[Point annotation data]
-------

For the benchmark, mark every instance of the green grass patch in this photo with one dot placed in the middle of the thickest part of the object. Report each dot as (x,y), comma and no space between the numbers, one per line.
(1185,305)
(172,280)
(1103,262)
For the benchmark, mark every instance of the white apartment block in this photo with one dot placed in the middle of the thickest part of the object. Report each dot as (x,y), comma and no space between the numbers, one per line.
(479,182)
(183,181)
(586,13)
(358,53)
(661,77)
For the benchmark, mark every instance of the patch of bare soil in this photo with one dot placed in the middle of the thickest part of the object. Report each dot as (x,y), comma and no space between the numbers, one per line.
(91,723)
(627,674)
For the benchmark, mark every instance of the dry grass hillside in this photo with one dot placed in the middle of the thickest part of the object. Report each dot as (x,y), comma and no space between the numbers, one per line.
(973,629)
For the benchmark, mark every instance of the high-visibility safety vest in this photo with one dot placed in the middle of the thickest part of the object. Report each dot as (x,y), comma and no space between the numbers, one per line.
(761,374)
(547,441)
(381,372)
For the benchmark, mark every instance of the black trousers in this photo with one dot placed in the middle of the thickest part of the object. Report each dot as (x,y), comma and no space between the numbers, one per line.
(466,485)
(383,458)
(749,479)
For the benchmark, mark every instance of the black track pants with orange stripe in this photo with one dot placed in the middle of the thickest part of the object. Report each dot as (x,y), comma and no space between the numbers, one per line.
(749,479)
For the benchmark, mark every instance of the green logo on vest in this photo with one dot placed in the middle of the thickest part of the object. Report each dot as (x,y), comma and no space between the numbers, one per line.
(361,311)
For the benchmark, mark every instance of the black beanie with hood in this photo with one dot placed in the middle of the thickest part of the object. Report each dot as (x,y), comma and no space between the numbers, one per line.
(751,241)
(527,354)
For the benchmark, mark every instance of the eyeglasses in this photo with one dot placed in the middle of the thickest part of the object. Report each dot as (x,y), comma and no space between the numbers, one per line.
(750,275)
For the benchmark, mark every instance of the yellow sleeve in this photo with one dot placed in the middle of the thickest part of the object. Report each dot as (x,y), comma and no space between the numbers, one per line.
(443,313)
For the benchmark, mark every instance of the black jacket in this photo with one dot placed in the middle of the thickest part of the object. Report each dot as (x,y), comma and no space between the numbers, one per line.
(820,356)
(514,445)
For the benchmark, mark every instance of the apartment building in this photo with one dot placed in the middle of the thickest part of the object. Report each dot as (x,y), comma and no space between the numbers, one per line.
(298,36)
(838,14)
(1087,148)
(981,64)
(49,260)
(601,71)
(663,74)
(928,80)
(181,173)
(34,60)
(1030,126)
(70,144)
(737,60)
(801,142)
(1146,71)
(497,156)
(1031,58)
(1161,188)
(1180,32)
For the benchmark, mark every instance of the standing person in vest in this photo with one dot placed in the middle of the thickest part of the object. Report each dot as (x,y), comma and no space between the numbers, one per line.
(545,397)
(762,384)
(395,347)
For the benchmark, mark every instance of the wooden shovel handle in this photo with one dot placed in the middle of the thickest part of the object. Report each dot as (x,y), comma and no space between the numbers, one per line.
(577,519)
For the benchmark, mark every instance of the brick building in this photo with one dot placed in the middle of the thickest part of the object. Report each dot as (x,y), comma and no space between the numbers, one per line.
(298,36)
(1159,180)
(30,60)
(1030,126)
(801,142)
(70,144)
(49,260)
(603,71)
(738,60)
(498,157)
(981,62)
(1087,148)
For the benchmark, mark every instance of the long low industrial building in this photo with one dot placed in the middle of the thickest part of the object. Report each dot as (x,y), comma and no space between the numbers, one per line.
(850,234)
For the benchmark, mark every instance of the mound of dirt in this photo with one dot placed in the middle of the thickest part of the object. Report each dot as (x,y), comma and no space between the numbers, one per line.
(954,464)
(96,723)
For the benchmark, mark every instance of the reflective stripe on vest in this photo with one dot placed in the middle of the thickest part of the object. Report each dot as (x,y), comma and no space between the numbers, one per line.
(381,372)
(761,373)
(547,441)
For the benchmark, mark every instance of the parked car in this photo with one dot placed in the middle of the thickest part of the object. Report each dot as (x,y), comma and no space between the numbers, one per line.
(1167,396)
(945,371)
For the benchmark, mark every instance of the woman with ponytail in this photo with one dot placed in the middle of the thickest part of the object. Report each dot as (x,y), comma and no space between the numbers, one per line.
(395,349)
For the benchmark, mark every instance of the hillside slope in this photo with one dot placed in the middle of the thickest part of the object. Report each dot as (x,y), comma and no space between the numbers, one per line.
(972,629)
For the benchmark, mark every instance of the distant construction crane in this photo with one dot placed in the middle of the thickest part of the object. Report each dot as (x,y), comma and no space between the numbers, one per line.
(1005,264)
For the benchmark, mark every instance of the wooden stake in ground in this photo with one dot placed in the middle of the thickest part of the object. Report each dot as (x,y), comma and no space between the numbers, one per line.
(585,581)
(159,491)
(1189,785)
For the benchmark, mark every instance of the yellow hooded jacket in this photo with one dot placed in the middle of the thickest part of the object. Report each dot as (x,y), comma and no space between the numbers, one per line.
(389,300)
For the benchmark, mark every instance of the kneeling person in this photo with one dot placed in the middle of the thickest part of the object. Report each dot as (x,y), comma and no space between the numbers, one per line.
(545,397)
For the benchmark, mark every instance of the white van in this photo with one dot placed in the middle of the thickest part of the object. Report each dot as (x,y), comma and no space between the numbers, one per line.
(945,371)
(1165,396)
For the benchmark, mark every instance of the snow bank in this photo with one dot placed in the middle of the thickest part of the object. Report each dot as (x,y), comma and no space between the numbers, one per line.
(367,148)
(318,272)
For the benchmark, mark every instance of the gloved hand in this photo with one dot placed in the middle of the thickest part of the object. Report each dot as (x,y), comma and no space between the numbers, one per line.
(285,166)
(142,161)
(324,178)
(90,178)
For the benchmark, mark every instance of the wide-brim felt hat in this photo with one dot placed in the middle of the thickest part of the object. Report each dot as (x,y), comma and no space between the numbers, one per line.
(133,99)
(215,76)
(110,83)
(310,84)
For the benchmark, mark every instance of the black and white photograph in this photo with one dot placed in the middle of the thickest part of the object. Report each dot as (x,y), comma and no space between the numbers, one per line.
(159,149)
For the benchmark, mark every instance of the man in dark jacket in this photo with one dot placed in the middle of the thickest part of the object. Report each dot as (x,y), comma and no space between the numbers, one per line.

-------

Exercise task
Please print all of the data above again, line for line, without changing anything.

Correct answer
For the benchmark, mark every instance of the green grass patch in this photo with one dot placed in the middle of the thickest part of the object. Report each dot as (x,y), comma and no space between the numbers, one per line.
(1185,305)
(172,280)
(1103,262)
For the benchmark, mark every instance of the white apartment block in this photo with one dot placed in the middle of the thickest part of the object. Report each dot as (x,y), comma and no space between the numbers, one per line.
(479,182)
(183,181)
(586,13)
(358,53)
(661,77)
For the benchmark, mark every instance of the patch of bare soil in this photo with one dot placed in the middle of the thickest part of the object. Report each dot as (x,y), comma and no space between the numbers, one per line.
(91,723)
(627,674)
For the benchmark, mark every instance of the dry grass hillside in this photo with one dot placed in the middle of the thickest part of the object. Report each dot as (x,y), comma and no space between the numbers, one per line.
(973,629)
For the benchmark, mark every instance of the high-visibility safety vest in this photo with one dot placed in the middle of the thickest part of the object. Report each dot as (x,y), comma and no space between the numbers, one per line.
(761,374)
(547,441)
(381,372)
For the benchmark, mark every instance of the black trousers in this photo with one dot placed in the middle of the thickest part of the object. Report each dot as (x,y), comma and no space between the numbers, one per line.
(466,485)
(383,458)
(749,479)
For the benchmark, mark every instance of the black track pants with orange stripe in this photo with one dot placed in the middle of the thickest part of the object. Report each dot as (x,y), comma and no space between the numbers, one per line.
(749,479)
For the benchmark, mark every instance of the green logo on vest in this photo with one dot placed in the middle of the thickest part of the object. Report each dot as (x,y), comma and no space between the numbers, one per line.
(361,311)
For the benchmark, mark every instance of the black beanie with hood in this photo with one dot placed in the middle of the thickest part of the object. Report each dot as (x,y), comma and no space between the numbers, one per line.
(751,241)
(527,354)
For the benchmark, mark every instance of the eyeglasses in this photo with one dot placed in the middle of the thickest part of the object. Report each dot as (x,y), comma and no space between the numbers, one per line.
(750,275)
For the benchmark, mark every instance of the yellow sleeve in this photo with one dot placed in the middle of the thickest part of the object. Report each dot as (x,y), comma and no space between the numbers, one per line.
(443,313)
For the benchmark, mark every instance of the black jacket in this photo with one dot placed in the middle of the thickest part of the object. Report each dot as (x,y), comma and no space between the numbers, one per line.
(820,356)
(514,445)
For the benchmark, mark every instance of the apartment building in this photo with one dot placed in the middle of the thickest part of the object. Report each dot as (x,y), comma and no space between the numbers, one per line.
(298,36)
(838,14)
(1087,148)
(981,64)
(49,260)
(601,71)
(663,74)
(928,80)
(181,173)
(34,60)
(1030,126)
(70,144)
(737,60)
(801,142)
(1146,71)
(497,156)
(1031,58)
(1161,188)
(1180,32)
For the benchmark, mark every instance of the standing person in vest in this photo with one dot placed in the middle of the thickest part of the object. Report each dot as (x,y), comma and no space between the numbers, one per line.
(545,397)
(762,384)
(395,347)
For the benchmark, mark every instance of the wooden shovel handle in this photo with one dot placed in the middle of the thickest part of the object. Report each dot as (x,y), comma and no space between the numbers, one per line.
(577,519)
For the benchmark, mark every instance of the brick building in this photo with one dot placed in the middle of the thickest part of the object. Report each dot as (x,y), comma and no space between the numbers, one per line.
(298,36)
(1159,180)
(30,60)
(1030,126)
(801,142)
(70,144)
(49,260)
(603,71)
(738,60)
(498,157)
(981,62)
(1087,148)
For the benchmark, mark every instance of the long low industrial building in this photo with one dot placed in the middle of the thickest part of the object. Report each dot as (x,y), comma and no space between the numbers, one per line.
(850,234)
For the benchmark, mark every instance of the mound of dirt in this photo with one dot placed in the middle of the thickest part of the object. Report each dot as (x,y), comma and no space between the numbers, one per line.
(954,464)
(96,723)
For the benchmark, mark every instance of the reflective stripe on vest in this photo with one dot placed in the middle of the thickest part of the object. Report each dot as (x,y), comma and no space between the numbers, one per line.
(381,372)
(761,373)
(547,441)
For the benchmark, mark every instance of the parked car in this photo with one dot placed in the middle of the thickest part of the object. Report each dot as (x,y), comma and no space between the numbers, one per line.
(1167,396)
(945,371)
For the benchmark, mark every instance of the woman with ponytail in this photo with one dot placed in the middle of the thickest part of the object. Report each dot as (x,y), comma and no space between the numbers, one per line.
(395,349)
For the benchmark, mark every instance of the hillside slope in this photo with one dot placed in the middle of the thickest part of the object. Report each dot as (x,y), comma and no space between the numbers, one per line.
(972,629)
For the benchmark, mark every instance of the distant construction crane in this photo with one dot placed in the middle of the thickest part of the object. Report each dot as (x,y), comma and no space between the numbers, one per line.
(1005,264)
For the benchmark, mark every instance of the wooden stake in ground in this photo with one dot placed in the middle of the thickest part of the object. Report each dot as (x,y), comma and no space between the numbers, one per line.
(585,581)
(159,491)
(1189,785)
For the benchmark, mark every instance of the yellow hooded jacket in this photo with one dot placed in the middle of the thickest part of the object. Report each dot as (x,y), comma and no space between the numbers, one per line.
(389,300)
For the benchmark, mark every instance of the kneeling person in this photo with one dot placed in the middle of the thickest part of the object. Report each dot as (x,y), comma and no space between the numbers, one per line.
(545,397)
For the benchmark, mark every instance of the white van in this photo with one dot placed in the middle of the thickest part of the object. Report each dot as (x,y), comma and no space between the numbers, one per line.
(945,371)
(1165,396)
For the benchmark, mark every instance of the snow bank in this photo with one dot placed in the middle of the thickest part of the object. Report each dot as (x,y), comma and no space between the numbers, one per line.
(367,148)
(318,272)
For the benchmark, mark every instance of the gloved hand in this photo with one dot placed in the middle of the thickest part of the object. Report each dot as (x,y), comma and no space between the numbers, one per line.
(285,166)
(142,161)
(324,178)
(90,178)
For the benchmark, mark every instance of the wide-brim felt hat in this photo with one dot placed in the middle of the thickest part of the object. Report each dot as (x,y), comma and no space between the numbers, one per line.
(133,99)
(215,76)
(110,83)
(310,84)
For the benchmark, mark every instance of the black and white photograph in this photo with one dot placed in the middle of the thickest part of the object. Report each dot as (x,y), comma and no space between the numbers, one per line.
(159,149)
For the benchmark, mark every instance of the man in dark jacket in this photo with one dot placed in the middle of the thickest part of the object. Report each dot as (x,y), comma and no space between the numbers, one per line.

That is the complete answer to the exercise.